The difficulty of cylindrical-cell appearance inspection concentrates on the nickel-plated steel can: the surface is strongly mirror-reflective, and the cylindrical curvature makes the illumination angle vary continuously with position, so signals from scratches, dents, stains and indentations are often drowned in glare. The battery plant's previous single-light vision scheme nearly failed in the can's specular regions, with misses concentrated on the two sides of the curved surface, while manual re-inspection could not guarantee consistency.

The customer wanted to stably detect appearance defects on the curved metal can without sacrificing cadence, while keeping false judgments within an acceptable range to avoid mass over-rejection of good parts.

DaoAI Solution

DaoAI adopted a multi-light computational imaging scheme: by capturing images under controllable illumination from multiple directions and angles, it exploits the differing response of defects under different lighting to separate surface-defect signals from the specular-reflection background. Combined with an AI-AOI model classifying scratches, dents and stains, and APDT positive-sample learning adapting to surface conditions across can batches, it achieves full circumferential coverage of the curved surface.

  • Multi-light, multi-angle controllable illumination capture separates specular reflection from true defect signal
  • Computational imaging optimized for cylindrical curvature, covering the full can circumference
  • AI-AOI classifies surface defects including scratches, dents, stains and indentations
  • APDT positive-sample learning adapts to the reflective state of different can batches

Not making the light brighter, but making the defect appear within the light.

After go-live, judgment accuracy for the cylindrical-cell steel-can surface reached above 98% and defect detection above 99%, with misses on the two sides of the curved surface markedly converging. False judgments were effectively controlled, over-rejection of good parts dropped noticeably, and appearance inspection shifted from manual dependence to stable inline automated judgment.

========================

PROBLEM SET =>
1. Answer these questions from the case study:
(a) What material is the can that makes cylindrical-cell inspection difficult?
(b) What does APDT positive-sample learning adapt to?
(c) What judgment accuracy did the steel-can surface inspection reach after go-live?
2. Substitute "deployment" for "go-live" in the case study's passage starting at "Not making the" and ending at "inline automated judgment.", and write out the result.
3. Using the case study, explain in one to three sentences why signals from scratches, dents, stains and indentations on the can were often lost.

[Saved data entries]

========================

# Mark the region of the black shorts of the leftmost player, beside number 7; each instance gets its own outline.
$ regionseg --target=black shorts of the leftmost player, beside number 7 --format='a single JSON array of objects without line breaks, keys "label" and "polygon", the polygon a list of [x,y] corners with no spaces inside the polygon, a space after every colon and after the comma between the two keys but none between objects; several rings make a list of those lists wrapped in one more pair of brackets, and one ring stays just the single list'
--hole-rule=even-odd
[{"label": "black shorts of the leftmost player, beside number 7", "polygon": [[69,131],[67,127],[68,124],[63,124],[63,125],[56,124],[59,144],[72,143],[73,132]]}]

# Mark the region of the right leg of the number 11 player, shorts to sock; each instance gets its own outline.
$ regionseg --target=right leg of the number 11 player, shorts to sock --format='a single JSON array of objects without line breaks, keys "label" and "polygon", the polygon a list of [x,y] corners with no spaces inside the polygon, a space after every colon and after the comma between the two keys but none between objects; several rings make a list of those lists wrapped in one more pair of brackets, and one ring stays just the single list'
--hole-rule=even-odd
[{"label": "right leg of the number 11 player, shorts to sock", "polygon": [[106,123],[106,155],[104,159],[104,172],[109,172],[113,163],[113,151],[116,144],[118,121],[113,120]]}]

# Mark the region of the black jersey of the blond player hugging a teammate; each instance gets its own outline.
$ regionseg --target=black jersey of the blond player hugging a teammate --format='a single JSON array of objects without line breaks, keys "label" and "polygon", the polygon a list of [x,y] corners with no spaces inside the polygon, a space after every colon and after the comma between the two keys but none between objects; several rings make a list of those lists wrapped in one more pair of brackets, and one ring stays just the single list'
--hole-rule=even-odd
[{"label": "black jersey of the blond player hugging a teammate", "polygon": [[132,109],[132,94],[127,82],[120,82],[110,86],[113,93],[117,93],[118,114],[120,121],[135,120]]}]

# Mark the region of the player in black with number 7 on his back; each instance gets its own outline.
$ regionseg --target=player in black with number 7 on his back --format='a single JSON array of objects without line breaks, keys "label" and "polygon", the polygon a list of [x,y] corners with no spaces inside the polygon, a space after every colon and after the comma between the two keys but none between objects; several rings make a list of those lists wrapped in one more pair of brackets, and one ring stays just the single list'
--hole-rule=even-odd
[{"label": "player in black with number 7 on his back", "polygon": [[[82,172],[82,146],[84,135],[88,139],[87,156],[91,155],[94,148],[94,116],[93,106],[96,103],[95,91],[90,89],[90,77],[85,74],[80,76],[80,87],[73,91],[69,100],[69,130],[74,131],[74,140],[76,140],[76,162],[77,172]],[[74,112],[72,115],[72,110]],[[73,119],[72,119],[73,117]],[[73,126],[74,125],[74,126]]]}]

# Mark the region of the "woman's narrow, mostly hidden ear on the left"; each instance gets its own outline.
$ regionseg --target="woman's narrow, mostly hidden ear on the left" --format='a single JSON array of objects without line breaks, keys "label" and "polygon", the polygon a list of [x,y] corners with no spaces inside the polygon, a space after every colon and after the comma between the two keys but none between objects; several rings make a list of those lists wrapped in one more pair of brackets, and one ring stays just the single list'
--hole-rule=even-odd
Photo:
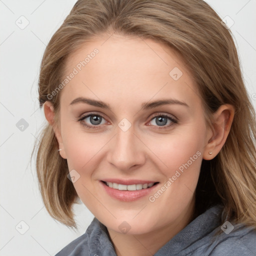
[{"label": "woman's narrow, mostly hidden ear on the left", "polygon": [[64,146],[63,146],[60,127],[59,127],[59,125],[57,125],[56,120],[54,118],[55,113],[54,113],[52,103],[49,101],[45,101],[43,104],[43,110],[44,110],[44,115],[45,115],[46,120],[52,126],[52,128],[54,130],[54,134],[58,141],[58,148],[61,149],[61,150],[59,150],[59,154],[61,155],[62,158],[66,159],[66,153],[64,150]]}]

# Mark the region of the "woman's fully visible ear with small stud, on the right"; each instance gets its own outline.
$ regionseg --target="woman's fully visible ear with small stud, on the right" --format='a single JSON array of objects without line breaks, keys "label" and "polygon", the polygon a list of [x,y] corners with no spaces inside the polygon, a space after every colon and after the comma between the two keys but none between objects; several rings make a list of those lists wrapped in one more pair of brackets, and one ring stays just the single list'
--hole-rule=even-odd
[{"label": "woman's fully visible ear with small stud, on the right", "polygon": [[233,117],[234,107],[230,104],[221,105],[213,114],[213,130],[204,148],[203,159],[211,160],[219,153],[230,131]]}]

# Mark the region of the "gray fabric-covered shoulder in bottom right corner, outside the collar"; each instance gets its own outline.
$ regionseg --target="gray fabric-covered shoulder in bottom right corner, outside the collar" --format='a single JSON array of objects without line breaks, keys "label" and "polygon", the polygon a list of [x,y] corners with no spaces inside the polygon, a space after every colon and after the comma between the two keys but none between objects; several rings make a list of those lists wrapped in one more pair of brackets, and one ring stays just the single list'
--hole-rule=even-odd
[{"label": "gray fabric-covered shoulder in bottom right corner, outside the collar", "polygon": [[[228,222],[229,223],[229,222]],[[229,225],[231,225],[229,223]],[[222,225],[223,226],[223,225]],[[226,227],[226,225],[224,225]],[[230,232],[222,232],[213,242],[210,256],[255,256],[256,229],[237,224]],[[223,230],[223,229],[222,229]]]}]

========================

ANSWERS BY TASK =>
1.
(a) Nickel-plated steel.
(b) The reflective state of different can batches.
(c) Above 98%.

2.
Not making the light brighter, but making the defect appear within the light.

After deployment, judgment accuracy for the cylindrical-cell steel-can surface reached above 98% and defect detection above 99%, with misses on the two sides of the curved surface markedly converging. False judgments were effectively controlled, over-rejection of good parts dropped noticeably, and appearance inspection shifted from manual dependence to stable inline automated judgment.

3. The can's surface is strongly mirror-reflective, and its cylindrical curvature makes the illumination angle vary continuously with position. As a result, the defect signals were often drowned in glare.